The Serraino clan was a protagonist in the Second 'Ndrangheta war, which grouped all the 'ndrine in the city of Reggio Calabria into either one of two opposing factions: the Condello, Imerti, Serraino and Rosmini clans on one side, and the De Stefano 'ndrina, Tegano, Libri and Latella clans on the other. Paolo and Domenico Serraino were arrested in Cardeto in July 1995.

==Second group==
The second group was composed of Francesco Serraino, Alessandro Serraino, Domenico Serraino, Filippo Serraino, and Demetrio Serraino. Their sister Maria Serraino married Rosario Di Giovine, and moved to Milan in 1963.

[Part of a data file]
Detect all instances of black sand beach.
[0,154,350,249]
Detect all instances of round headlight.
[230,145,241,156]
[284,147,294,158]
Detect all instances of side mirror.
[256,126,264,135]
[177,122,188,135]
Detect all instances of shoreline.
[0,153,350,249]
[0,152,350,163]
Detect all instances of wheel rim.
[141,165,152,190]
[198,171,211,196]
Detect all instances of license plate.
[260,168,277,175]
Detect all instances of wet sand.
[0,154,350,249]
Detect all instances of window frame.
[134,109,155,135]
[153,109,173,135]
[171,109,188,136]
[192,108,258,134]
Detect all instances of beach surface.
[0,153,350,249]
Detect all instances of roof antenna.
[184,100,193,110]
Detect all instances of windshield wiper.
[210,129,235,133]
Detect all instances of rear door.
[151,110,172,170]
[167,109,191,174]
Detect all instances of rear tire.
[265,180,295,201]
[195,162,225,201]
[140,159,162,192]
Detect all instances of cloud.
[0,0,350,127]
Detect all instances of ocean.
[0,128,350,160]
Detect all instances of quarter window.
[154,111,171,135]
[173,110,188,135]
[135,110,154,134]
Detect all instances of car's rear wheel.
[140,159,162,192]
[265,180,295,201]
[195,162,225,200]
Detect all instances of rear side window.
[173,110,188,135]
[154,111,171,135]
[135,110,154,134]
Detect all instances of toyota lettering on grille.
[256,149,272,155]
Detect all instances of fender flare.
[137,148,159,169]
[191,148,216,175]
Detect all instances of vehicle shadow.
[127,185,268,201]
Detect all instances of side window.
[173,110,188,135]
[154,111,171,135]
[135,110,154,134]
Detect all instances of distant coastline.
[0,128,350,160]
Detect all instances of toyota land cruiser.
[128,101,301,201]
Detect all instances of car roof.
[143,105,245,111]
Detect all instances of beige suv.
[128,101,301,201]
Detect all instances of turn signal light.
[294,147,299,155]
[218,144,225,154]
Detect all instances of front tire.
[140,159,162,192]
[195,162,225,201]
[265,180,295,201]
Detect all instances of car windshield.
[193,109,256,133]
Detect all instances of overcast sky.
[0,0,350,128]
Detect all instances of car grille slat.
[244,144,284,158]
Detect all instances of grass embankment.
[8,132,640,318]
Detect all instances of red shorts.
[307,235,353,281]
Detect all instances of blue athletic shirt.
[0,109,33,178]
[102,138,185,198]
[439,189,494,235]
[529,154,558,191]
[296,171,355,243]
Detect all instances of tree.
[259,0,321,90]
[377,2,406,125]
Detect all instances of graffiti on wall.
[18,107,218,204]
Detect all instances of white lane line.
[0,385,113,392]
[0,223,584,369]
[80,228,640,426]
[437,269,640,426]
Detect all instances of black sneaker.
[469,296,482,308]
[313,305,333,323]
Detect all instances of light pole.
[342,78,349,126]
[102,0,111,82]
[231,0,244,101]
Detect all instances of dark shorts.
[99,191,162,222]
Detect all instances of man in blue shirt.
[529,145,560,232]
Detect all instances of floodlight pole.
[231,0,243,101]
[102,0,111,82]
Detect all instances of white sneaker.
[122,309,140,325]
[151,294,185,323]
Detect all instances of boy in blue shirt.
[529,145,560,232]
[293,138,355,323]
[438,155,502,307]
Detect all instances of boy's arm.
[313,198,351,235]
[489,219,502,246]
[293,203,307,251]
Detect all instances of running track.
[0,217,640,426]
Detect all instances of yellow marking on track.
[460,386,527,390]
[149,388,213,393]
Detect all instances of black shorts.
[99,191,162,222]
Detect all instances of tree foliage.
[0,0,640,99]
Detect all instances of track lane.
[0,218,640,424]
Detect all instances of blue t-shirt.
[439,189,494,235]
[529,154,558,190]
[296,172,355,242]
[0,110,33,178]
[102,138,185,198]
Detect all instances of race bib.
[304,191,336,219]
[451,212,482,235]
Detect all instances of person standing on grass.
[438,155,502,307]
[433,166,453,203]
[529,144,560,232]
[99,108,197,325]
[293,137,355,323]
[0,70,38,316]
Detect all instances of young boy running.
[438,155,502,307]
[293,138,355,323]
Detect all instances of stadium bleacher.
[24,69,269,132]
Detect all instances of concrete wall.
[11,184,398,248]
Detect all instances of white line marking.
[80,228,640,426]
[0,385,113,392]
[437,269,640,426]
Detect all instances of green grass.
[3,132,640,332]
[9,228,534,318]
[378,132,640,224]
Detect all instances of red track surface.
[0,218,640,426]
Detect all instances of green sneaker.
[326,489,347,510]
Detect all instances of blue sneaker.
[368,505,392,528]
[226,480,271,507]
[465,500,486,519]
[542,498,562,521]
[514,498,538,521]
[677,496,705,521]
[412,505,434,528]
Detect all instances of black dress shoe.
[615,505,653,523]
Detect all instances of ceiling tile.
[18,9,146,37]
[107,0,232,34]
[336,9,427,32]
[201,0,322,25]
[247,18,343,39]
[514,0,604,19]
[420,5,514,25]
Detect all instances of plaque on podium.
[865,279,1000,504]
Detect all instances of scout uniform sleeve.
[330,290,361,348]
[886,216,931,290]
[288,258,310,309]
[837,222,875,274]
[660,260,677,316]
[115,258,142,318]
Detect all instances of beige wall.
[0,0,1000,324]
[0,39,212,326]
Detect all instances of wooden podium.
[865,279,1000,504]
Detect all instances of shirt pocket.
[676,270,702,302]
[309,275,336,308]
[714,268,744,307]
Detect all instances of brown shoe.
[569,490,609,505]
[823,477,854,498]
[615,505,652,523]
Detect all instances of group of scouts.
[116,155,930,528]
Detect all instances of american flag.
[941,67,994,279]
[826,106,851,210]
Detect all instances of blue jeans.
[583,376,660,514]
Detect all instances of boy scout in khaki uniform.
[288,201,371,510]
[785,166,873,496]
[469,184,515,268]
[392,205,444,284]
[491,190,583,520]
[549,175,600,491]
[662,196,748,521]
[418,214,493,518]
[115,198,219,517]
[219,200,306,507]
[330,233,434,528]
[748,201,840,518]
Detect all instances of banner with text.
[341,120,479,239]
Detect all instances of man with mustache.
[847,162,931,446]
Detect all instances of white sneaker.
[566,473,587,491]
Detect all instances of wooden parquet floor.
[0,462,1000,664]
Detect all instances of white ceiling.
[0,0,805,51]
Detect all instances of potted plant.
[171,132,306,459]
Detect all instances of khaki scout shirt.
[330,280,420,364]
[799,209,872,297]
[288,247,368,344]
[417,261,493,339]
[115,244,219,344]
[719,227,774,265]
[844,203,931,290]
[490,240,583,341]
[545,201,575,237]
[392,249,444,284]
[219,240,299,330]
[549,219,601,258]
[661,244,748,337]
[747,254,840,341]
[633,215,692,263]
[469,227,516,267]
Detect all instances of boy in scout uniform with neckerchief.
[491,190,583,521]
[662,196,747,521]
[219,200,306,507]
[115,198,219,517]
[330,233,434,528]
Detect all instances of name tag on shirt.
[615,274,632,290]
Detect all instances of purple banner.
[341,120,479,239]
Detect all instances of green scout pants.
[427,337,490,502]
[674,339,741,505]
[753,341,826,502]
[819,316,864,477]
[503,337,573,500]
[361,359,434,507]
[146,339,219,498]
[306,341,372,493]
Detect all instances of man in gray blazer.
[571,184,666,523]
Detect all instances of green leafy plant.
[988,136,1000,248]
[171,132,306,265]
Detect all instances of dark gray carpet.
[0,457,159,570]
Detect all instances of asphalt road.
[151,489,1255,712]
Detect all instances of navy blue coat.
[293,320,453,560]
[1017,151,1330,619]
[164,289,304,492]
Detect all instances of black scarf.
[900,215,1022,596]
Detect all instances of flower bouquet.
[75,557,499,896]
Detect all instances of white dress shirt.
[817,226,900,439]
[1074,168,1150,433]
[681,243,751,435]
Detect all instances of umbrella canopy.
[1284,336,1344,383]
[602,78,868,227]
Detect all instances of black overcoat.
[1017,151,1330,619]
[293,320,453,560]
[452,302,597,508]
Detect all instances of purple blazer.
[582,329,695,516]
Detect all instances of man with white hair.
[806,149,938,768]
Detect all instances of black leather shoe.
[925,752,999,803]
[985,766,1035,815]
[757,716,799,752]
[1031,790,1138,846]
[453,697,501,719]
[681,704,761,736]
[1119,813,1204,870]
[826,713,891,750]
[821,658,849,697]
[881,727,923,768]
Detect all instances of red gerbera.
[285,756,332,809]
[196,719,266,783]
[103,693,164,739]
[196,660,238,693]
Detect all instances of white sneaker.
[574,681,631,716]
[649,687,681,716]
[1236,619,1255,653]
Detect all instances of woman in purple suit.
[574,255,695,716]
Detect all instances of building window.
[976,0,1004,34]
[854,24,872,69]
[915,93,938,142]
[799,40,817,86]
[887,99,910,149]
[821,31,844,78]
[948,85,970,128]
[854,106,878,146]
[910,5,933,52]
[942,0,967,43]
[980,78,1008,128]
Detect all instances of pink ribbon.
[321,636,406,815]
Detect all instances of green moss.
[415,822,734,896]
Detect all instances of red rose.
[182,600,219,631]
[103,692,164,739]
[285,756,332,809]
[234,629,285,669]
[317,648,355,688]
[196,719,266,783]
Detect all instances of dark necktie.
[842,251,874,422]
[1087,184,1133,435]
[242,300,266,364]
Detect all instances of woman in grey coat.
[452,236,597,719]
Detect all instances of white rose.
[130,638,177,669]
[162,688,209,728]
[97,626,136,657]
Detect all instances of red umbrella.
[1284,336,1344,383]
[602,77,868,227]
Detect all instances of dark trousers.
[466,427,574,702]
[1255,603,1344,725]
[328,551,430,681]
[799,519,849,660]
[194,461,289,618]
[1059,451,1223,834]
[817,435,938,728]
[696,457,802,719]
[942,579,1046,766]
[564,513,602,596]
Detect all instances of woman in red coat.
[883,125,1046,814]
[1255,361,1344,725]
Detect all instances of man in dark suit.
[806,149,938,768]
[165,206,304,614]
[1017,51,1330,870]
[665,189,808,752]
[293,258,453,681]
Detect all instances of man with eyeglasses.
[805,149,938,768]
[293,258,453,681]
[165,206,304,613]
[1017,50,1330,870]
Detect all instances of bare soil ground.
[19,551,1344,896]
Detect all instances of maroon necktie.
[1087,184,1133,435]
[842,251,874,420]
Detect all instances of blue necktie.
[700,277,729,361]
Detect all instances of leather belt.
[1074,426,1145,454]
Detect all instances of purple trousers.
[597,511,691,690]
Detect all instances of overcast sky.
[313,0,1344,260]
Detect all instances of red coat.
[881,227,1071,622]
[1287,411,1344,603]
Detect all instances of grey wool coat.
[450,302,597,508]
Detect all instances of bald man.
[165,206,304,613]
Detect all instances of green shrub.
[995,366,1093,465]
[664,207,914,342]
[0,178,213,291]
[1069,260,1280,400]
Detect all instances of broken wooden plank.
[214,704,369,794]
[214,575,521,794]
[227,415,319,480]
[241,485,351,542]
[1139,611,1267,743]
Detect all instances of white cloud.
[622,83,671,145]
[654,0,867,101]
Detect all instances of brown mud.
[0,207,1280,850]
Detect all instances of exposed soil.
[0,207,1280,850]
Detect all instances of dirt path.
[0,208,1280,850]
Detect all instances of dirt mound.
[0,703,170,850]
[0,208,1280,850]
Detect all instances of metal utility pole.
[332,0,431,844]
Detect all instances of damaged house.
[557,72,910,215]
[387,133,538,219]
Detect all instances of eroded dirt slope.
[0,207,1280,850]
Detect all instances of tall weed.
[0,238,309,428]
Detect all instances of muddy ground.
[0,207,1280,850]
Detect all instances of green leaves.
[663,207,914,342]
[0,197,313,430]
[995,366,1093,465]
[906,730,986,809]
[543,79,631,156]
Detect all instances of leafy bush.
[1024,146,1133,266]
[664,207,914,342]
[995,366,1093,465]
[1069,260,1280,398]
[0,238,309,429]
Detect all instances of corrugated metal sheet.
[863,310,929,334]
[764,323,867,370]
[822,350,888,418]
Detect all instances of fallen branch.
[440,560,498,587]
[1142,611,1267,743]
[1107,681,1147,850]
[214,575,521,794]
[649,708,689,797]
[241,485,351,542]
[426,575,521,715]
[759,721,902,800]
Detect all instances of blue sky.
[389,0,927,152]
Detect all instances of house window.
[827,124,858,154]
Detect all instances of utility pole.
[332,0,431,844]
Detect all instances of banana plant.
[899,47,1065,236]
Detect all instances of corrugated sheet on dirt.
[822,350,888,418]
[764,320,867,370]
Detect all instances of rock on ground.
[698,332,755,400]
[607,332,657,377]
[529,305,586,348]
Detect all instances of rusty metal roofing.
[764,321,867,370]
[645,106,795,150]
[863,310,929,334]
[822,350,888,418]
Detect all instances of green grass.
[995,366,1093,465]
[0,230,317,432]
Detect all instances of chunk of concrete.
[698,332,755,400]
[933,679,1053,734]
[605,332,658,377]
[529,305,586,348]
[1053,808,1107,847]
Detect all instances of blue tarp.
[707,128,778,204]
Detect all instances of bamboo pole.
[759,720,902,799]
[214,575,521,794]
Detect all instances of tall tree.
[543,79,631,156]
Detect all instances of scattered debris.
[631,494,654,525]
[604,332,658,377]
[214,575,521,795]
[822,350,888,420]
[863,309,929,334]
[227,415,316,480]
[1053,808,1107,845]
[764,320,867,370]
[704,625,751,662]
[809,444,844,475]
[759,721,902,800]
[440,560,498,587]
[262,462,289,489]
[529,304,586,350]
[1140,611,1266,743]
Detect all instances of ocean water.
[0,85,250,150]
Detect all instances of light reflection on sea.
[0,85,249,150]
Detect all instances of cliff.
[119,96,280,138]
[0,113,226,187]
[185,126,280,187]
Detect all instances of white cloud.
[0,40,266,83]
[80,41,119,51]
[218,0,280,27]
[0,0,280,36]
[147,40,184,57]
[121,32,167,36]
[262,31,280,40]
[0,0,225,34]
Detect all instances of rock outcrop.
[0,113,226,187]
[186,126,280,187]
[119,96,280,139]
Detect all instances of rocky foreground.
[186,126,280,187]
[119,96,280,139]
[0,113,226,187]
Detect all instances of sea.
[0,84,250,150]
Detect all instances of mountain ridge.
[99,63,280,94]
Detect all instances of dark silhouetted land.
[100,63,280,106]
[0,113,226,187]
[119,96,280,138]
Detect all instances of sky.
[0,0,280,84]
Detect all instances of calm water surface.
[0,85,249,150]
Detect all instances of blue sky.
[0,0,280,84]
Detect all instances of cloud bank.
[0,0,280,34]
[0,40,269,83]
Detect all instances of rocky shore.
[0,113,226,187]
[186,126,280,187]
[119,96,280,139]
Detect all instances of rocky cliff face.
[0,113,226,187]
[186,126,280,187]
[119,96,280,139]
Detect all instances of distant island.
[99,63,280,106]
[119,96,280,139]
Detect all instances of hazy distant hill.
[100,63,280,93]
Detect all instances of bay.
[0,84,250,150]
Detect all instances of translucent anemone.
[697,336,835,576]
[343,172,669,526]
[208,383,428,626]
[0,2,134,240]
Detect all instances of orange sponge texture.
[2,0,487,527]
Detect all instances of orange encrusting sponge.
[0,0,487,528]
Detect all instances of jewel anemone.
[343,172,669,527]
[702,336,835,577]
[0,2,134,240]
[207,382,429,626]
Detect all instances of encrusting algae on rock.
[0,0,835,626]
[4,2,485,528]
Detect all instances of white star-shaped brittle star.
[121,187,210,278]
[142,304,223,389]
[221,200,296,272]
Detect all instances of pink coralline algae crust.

Problem statement: Continue the text about the Serraino clan from where it stops. The listing plays no role here.

Reply to the exercise:
The Serraino-Di Giovine clan controlled the territory around Piazza Prealpi, a square located in the north of Milan, and via Belgioioso. Under the leadership of Maria Serraino the family began their illegal career with smuggling cigarettes and receiving stolen goods. During the 1970s, the trade shifted from cigarettes to drugs (including hashish, cocaine, heroin, and ecstasy) and weapons, and involved the whole family. The weapons were sent to Calabria, where their relatives were involved in the Second 'Ndrangheta war.

The organisation was dismantled in 1993-1995 by three police operations, called Belgio from the name of the street where the clan resided.